## Teks
'''

Benturan Budaya dan Nalar Publik yang Terpecah: Analisis Pakar UB tentang Boikot Trans7

Seruan boikot terhadap salah satu stasiun televisi nasional, Trans7, yang dipicu oleh tayangan program "Xpose Uncensored" mengenai isu feodalisme di Pondok Pesantren Lirboyo, telah memantik diskursus yang amat luas dan intens di ruang publik. Fenomena ini bukan sekadar insiden tayangan televisi semata, melainkan dinilai sebagai puncak gunung es dari persoalan komunikasi, literasi media, dan benturan kebudayaan yang jauh lebih dalam dan kompleks di Indonesia. Reaksi publik yang masif ini, khususnya dari kalangan santri dan ulama, menjadi cermin bagaimana sebuah tayangan media dapat menguak luka lama dan mempertanyakan pemahaman kolektif kita tentang identitas, tradisi, dan modernitas.

'''

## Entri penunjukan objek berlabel
'''

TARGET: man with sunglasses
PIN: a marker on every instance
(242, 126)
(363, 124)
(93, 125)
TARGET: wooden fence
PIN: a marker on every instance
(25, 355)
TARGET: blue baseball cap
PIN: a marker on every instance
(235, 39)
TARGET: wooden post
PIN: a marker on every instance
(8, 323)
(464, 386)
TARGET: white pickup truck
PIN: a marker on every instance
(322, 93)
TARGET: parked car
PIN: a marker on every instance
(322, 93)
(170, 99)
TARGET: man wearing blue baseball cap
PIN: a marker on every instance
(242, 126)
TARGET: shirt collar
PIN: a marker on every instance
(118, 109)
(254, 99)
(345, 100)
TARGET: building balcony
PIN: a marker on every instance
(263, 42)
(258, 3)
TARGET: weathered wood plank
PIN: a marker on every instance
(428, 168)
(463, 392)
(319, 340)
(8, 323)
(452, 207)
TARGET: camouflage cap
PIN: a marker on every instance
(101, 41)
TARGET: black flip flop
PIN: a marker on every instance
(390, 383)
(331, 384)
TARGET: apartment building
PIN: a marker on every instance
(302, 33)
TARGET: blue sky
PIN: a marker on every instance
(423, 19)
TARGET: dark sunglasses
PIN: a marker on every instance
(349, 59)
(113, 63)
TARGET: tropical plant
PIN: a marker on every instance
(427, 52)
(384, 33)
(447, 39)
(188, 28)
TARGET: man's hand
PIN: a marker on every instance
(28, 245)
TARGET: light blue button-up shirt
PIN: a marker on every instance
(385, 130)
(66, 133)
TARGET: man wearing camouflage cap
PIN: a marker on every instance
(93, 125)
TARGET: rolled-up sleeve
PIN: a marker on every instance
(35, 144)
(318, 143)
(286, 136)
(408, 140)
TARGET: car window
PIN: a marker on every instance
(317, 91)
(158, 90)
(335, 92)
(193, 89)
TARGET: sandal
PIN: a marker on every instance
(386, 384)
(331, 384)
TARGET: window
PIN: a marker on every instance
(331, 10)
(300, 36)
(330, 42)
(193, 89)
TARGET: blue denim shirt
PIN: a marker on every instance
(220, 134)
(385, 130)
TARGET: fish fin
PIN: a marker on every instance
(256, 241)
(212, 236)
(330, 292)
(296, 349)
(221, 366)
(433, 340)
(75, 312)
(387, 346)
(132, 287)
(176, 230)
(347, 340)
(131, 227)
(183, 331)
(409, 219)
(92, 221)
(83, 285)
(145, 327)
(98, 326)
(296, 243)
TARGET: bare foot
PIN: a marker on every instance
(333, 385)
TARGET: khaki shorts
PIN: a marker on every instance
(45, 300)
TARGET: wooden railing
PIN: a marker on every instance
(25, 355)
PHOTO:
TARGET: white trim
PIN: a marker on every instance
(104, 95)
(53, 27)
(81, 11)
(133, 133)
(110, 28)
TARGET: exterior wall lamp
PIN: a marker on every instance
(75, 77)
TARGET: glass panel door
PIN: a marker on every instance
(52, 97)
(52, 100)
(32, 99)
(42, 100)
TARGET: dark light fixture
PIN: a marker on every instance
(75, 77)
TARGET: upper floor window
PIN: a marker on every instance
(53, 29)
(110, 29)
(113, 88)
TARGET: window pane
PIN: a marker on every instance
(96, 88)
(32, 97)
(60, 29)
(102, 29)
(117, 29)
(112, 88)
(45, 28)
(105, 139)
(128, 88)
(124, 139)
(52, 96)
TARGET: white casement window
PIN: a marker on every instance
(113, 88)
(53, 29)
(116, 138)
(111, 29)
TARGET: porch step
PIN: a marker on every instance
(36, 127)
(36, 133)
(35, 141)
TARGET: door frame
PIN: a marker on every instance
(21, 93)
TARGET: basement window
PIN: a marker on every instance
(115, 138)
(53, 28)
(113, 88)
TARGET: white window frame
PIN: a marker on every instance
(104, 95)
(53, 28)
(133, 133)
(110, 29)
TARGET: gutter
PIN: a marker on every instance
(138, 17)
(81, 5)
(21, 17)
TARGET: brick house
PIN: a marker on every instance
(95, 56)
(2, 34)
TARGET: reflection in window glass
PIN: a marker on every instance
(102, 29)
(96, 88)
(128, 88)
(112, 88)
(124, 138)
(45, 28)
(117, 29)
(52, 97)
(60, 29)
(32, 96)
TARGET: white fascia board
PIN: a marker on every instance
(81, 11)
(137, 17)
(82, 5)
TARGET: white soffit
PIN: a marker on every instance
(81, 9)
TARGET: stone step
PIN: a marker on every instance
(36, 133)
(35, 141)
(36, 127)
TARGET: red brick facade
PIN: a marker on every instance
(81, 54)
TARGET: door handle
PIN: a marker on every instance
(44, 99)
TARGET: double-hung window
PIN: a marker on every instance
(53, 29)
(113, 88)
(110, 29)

'''
'''

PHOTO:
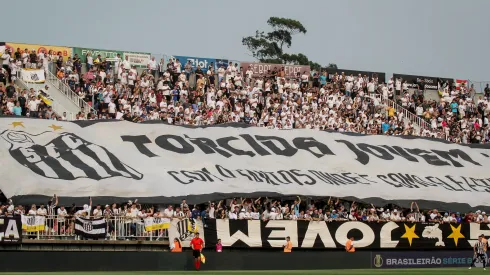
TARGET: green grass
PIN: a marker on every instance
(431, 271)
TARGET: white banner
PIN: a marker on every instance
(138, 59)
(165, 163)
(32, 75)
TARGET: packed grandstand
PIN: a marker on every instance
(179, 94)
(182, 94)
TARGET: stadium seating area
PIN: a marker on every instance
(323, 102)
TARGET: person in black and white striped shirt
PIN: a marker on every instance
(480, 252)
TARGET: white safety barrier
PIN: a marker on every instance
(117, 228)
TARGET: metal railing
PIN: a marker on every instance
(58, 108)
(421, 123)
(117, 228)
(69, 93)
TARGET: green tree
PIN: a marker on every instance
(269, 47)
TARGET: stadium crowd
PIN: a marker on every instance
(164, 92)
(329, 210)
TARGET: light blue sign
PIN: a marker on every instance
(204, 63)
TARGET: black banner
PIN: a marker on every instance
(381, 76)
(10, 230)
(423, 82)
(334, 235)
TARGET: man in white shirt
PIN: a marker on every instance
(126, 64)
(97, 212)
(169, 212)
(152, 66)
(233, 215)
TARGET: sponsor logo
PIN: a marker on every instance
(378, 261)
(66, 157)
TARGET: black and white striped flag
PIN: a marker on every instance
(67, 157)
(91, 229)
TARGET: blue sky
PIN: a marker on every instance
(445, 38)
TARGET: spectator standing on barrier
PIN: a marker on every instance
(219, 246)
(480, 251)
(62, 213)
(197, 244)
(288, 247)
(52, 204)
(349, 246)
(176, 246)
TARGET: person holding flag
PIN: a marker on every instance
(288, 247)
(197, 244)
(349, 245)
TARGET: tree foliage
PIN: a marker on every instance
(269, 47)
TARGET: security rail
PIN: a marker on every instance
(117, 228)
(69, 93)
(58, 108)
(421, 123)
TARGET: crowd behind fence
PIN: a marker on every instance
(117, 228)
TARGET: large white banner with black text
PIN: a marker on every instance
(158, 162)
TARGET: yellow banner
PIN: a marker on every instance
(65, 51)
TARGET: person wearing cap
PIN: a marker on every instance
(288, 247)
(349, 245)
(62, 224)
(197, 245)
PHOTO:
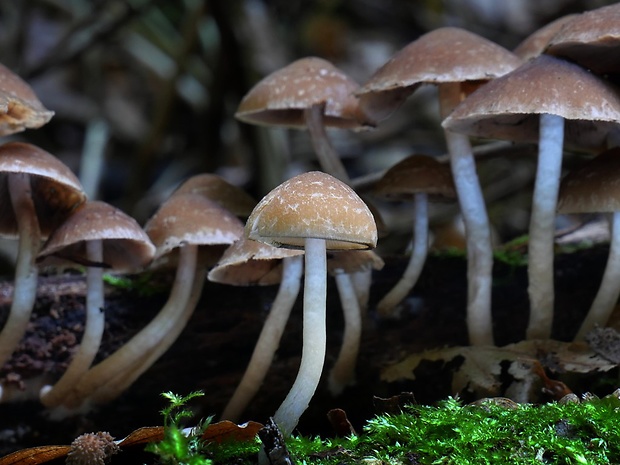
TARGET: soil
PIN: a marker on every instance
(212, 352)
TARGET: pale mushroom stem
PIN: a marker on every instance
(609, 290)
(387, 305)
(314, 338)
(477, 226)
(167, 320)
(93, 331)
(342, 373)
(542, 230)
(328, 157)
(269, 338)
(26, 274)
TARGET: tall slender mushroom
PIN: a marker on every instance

'''

## Tujuan
A. Teks tentang boikot Trans7 menyebut fenomena itu sebagai puncak gunung es dari sejumlah persoalan. Sebutkan semua persoalan tersebut.
B. Teruskan teks tentang boikot Trans7 dari titik terakhirnya.
Entri-entri itu tidak diperlukan.

## Jawaban Tiap Tugas
A. komunikasi, literasi media, benturan kebudayaan

B.
Maulina Pia Wulandari, S.Sos., M.Kom., Ph.D., seorang Pengamat Manajemen Isu dan Krisis Komunikasi sekaligus Dosen Ilmu Komunikasi FISIP Universitas Brawijaya (UB), melihat gejolak tersebut sebagai sebuah refleksi atas rapuhnya kemampuan berpikir kritis masyarakat. Lebih jauh, ia menegaskan bahwa insiden ini juga merupakan bukti nyata adanya benturan budaya yang signifikan antara nilai-nilai tradisional yang telah mengakar kuat dan perspektif modern yang kerap diusung oleh media massa. Menurut Pia, kemampuan masyarakat untuk mencerna informasi secara objektif dan mendalam kini sedang diuji, terutama ketika berhadapan dengan isu-isu yang bersinggungan langsung dengan institusi agama dan budaya yang dianggap sakral.

“Fenomena kemarahan publik yang begitu besar, khususnya yang datang dari kalangan ulama dan santri, secara terang benderang menunjukkan adanya fragmentasi dalam kemampuan berpikir kritis masyarakat kita,” ujar Pia dalam wawancara eksklusif pada Jumat (17/10/2025). “Terutama dalam menyikapi isu-isu sensitif yang beririsan erat dengan institusi agama dan pilar-pilar kebudayaan yang sudah lama dijunjung tinggi.” Ia menambahkan bahwa respons yang dominan bersifat emosional dan komunal ini mengindikasikan adanya celah serius dalam kemampuan masyarakat untuk melakukan verifikasi informasi secara mandiri sebelum membentuk opini atau mengambil tindakan.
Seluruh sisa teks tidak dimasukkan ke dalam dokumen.